Bill Little, who has worked with UT sports media relations since before Shaw's book was published, said both he and Royal believed Shaw's major problem was that he never wanted to play football in the first place.
"He said in the book that he didn't want to play football," Little says. "And football is hard enough when you do want to play it.
"Gary Shaw was a product of the times. It was popular to attack the establishment. And I think it's sad he chose someone who is as filled with integrity as Coach Royal to be the victim of his attack on the establishment."
Joe Dixon's tenure as a Longhorn overlapped Shaw's. He played defensive back and made all-Southwest Conference in 1964. He is one of several players who have said they knew nothing of what Shaw wrote about in Meat on the Hoof.
"Those drills were to show the coaches what you could do, not to run you off," Dixon said. "What Shaw wrote about I didn't see."
But Wayne Suttle, another UT teammate of Shaw's who quit the team after a confrontation with Royal, says the first-teamers didn't understand what was going on because they were treated so much differently.

============

Aim of the exercise> Rewrite the part of the Gary Shaw text starting at "Bill Little, who" and ending at "the first place.", with "major problem" changed to "biggest problem". The material after this sentence is separate from the Gary Shaw text.

Supplied material>
============

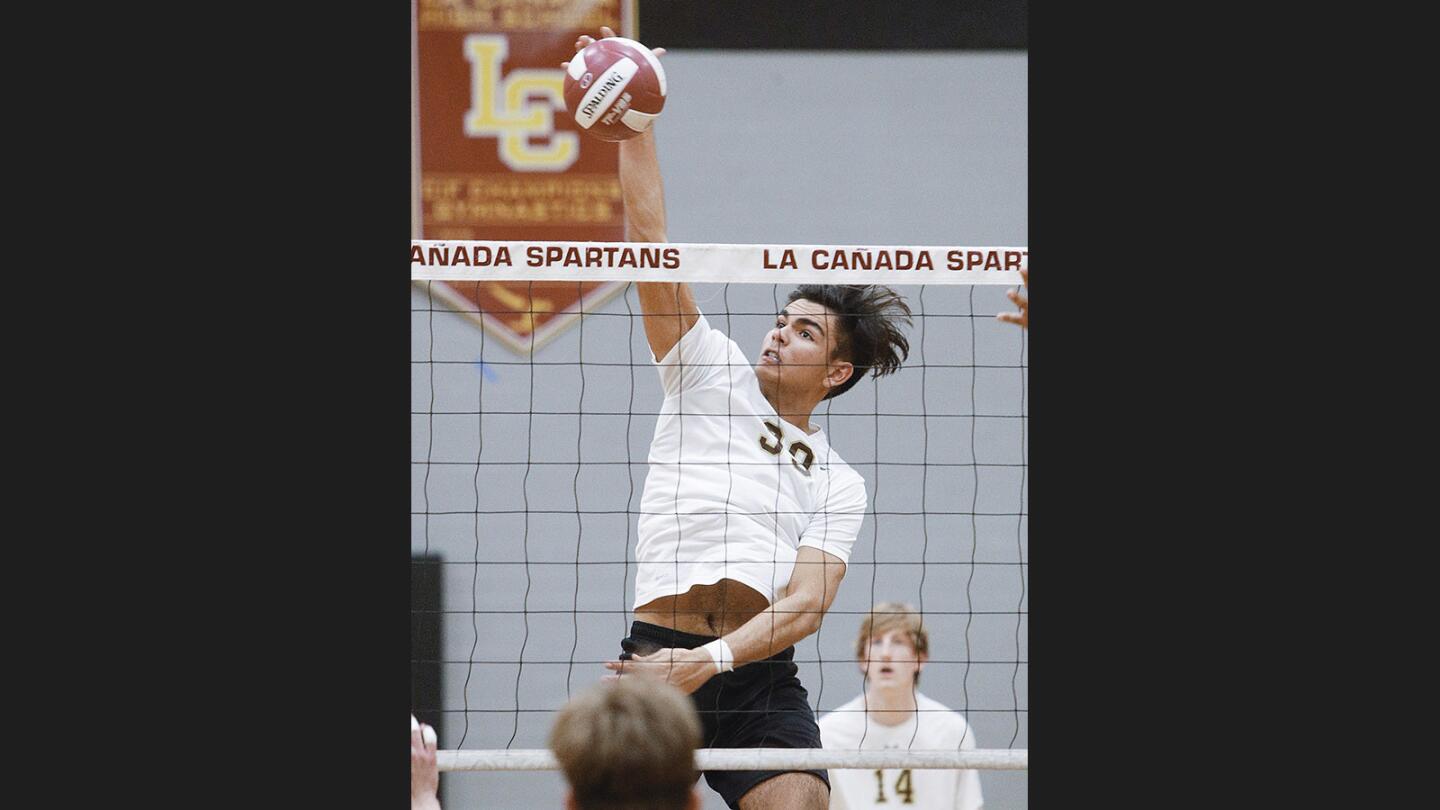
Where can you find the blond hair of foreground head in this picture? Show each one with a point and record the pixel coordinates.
(628, 745)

============

Exercise solution>
Bill Little, who has worked with UT sports media relations since before Shaw's book was published, said both he and Royal believed Shaw's biggest problem was that he never wanted to play football in the first place.